When you copy the records, keep every word exact and leave the pictures out.

(Stored data entries)
====

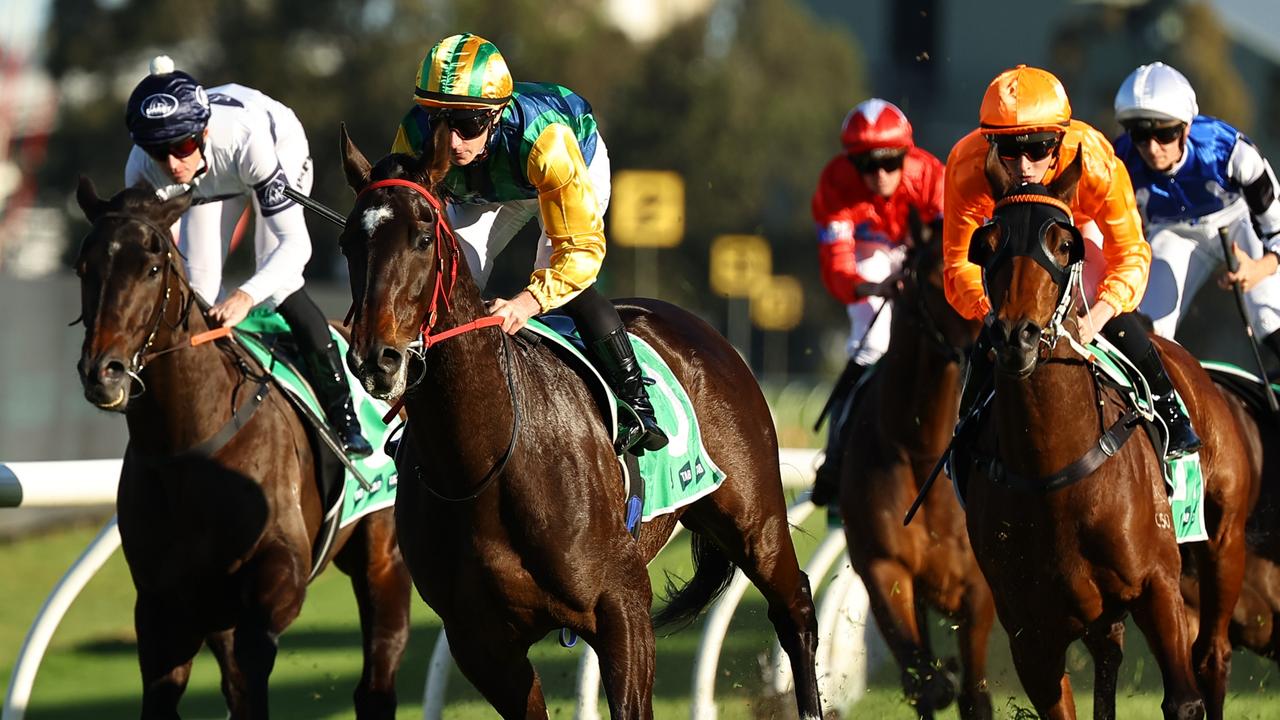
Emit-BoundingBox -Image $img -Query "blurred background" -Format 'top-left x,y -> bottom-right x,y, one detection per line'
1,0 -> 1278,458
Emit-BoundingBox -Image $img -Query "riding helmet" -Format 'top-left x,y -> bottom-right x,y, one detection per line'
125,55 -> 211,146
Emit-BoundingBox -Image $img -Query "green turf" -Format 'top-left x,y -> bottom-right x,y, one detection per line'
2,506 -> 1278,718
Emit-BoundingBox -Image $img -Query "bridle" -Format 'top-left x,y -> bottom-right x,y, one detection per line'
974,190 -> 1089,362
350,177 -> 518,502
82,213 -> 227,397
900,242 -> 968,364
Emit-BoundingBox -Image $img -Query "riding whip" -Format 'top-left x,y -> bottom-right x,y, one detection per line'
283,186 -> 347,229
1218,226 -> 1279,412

====

§ Reply:
Emit-BoundingBox -Image $img -Query "blurred background" -Format 'top-left x,y -> bottom-right x,y, one detection per line'
1,0 -> 1278,458
Emit-BoundingBox -Image $img -Query "riding helmet" -Format 'top-left x,y -> bottom-right x,y, one detection per line'
125,55 -> 211,146
Emit-BoundingBox -Image $img -Query "green turf" -Format 'top-left x,y -> bottom-right x,y, one detection per line'
2,506 -> 1278,718
Emit-BoundingBox -Image $img -Query "bridle" -Format 'top-left x,y -> bottom-right x,y, one detection per line'
974,190 -> 1089,362
350,177 -> 518,502
82,213 -> 227,397
900,242 -> 968,364
Emit-BoundingBox -Image $img -Query "riding whip" -Format 'top-left x,y -> bottom-right x,y, one detection per line'
283,186 -> 347,229
1218,226 -> 1279,412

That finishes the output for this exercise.